─── Provided text
Bucket value is the start of the interval as epoch milliseconds (suitable for groupBy comparison and sorting).

Example: Daily counts

{
labels: ['EVENT'],
select: {
day: { $timeBucket: { field: '$record.createdAt', unit: 'day' } },
count: { $count: '*' }
},
groupBy: ['day'],
orderBy: { day: 'asc' }
}

Example: Quarterly revenue

{
labels: ['INVOICE'],
select: {
quarterStart: { $timeBucket: { field: '$record.issuedAt', unit: 'quarter' } },
quarterlyRevenue: { $sum: '$record.amount' }
},
groupBy: ['quarterStart'],
orderBy: { quarterStart: 'asc' }
}

Example: Bi-monthly windows

{
labels: ['SESSION'],
where: { status: 'active' },
select: {
periodStart: { $timeBucket: { field: '$record.startedAt', unit: 'months', size: 2 } },
activeSessions: { $count: '*' }
},
groupBy: ['periodStart'],
orderBy: { periodStart: 'asc' }
}

Example: 6-hour windows

{
labels: ['EVENT'],
select: {
windowStart: { $timeBucket: { field: '$record.createdAt', unit: 'hours', size: 6 } },
count: { $count: '*' }
},
groupBy: ['windowStart'],
orderBy: { windowStart: 'asc' }
}

Null buckets

If a record's field is not typed as datetime in RushDB metadata, its bucket value is null. Filter with a where condition on the field or exclude nulls client-side.

Grouping Results (groupBy)
──────
─── Record set
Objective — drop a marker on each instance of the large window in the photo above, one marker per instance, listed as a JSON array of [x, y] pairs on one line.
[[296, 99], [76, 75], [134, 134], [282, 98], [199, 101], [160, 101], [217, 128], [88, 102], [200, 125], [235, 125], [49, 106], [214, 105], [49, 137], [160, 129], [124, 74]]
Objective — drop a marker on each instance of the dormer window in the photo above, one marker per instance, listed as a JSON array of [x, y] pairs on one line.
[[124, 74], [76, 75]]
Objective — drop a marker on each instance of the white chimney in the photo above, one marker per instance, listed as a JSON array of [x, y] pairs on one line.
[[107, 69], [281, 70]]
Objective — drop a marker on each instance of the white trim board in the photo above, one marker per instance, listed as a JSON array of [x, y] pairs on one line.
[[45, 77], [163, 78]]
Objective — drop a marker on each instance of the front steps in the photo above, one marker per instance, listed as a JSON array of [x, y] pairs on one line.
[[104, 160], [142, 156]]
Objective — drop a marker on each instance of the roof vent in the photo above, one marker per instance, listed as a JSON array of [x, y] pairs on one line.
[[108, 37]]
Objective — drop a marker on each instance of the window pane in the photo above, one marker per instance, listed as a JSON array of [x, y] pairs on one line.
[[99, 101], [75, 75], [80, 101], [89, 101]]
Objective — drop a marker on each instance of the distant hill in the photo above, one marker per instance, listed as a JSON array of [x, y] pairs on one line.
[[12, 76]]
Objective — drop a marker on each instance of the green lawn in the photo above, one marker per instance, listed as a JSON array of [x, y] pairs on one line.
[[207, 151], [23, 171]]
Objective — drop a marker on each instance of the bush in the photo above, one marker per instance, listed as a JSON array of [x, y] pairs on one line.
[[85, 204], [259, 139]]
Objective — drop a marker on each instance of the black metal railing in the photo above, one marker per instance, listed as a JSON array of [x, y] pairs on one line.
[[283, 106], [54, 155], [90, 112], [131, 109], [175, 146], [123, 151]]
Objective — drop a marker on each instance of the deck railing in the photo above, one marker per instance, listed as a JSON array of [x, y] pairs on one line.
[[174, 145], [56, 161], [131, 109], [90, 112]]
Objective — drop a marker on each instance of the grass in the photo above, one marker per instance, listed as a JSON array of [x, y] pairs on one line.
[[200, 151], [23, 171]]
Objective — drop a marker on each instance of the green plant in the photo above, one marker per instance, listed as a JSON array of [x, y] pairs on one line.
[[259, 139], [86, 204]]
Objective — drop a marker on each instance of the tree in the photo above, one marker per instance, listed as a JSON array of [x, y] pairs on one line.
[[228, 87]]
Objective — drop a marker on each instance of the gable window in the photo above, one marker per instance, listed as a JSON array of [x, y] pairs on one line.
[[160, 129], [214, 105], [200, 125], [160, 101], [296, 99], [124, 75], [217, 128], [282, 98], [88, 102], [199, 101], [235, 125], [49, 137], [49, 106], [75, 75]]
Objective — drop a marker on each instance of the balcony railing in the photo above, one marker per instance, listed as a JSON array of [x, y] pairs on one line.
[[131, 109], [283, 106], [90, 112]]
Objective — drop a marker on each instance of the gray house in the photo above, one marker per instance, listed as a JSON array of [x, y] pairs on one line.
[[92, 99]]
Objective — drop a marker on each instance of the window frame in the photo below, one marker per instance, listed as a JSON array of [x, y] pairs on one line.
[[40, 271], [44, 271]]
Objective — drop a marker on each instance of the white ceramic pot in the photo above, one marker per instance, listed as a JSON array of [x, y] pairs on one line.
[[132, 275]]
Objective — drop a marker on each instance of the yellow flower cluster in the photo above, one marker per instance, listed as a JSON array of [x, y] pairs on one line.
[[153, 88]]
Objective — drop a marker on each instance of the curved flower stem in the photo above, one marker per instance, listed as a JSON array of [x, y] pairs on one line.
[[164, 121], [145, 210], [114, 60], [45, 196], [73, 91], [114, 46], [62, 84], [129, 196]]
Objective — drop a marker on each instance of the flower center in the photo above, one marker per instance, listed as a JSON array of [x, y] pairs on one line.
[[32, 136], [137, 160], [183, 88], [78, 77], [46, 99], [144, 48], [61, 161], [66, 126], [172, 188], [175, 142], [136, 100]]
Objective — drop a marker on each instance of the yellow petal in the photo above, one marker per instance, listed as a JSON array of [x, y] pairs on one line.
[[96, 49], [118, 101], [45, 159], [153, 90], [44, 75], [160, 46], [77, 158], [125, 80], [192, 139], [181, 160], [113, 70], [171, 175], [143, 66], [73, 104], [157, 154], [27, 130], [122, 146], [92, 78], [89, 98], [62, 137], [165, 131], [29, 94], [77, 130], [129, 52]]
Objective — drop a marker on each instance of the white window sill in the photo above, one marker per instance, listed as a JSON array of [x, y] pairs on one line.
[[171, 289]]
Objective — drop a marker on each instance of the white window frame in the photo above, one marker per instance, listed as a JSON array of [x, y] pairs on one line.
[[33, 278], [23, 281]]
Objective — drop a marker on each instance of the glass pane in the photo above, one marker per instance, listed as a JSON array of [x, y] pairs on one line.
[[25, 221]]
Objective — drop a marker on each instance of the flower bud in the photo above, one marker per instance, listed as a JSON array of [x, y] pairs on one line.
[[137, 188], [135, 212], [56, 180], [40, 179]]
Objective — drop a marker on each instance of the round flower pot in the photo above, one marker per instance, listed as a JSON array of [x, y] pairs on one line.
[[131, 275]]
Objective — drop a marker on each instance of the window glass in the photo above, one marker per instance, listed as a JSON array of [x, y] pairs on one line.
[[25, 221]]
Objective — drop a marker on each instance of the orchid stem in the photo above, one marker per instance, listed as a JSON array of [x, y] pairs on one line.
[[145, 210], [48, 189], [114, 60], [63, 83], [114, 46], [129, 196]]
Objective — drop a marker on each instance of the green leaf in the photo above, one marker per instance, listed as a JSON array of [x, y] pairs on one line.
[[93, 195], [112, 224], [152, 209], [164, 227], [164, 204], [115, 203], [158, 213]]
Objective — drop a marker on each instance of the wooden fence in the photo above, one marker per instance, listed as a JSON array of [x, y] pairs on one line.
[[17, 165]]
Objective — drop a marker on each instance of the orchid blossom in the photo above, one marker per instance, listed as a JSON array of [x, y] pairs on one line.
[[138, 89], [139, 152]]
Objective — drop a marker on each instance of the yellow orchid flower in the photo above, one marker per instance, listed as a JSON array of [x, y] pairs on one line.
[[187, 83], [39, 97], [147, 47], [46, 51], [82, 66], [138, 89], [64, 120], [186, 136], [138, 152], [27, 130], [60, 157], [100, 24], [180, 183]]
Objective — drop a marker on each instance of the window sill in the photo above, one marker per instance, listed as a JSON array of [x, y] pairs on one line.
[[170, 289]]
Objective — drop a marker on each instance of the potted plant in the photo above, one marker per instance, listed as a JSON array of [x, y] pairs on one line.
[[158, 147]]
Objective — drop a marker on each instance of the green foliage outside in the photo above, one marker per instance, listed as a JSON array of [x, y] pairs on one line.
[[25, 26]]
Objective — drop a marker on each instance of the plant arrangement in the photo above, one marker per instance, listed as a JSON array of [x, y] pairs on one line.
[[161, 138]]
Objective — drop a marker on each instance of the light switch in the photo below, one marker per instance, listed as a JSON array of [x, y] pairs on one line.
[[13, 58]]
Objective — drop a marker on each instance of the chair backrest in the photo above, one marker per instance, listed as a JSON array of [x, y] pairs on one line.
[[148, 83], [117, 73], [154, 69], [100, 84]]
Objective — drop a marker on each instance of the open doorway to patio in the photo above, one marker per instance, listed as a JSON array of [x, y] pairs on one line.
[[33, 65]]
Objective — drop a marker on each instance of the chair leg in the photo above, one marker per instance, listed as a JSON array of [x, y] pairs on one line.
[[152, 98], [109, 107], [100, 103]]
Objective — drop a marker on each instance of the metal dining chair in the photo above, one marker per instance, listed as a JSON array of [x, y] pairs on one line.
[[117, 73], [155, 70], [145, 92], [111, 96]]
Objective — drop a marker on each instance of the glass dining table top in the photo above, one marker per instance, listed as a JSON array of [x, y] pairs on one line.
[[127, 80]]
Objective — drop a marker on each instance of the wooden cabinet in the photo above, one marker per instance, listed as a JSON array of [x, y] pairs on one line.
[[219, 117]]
──────
[Aim]
Copy the section of the time-bucket text from "Null buckets" to "Grouping Results (groupBy)", substituting "timestamp" for "datetime".

[Output for this exercise]
Null buckets

If a record's field is not typed as timestamp in RushDB metadata, its bucket value is null. Filter with a where condition on the field or exclude nulls client-side.

Grouping Results (groupBy)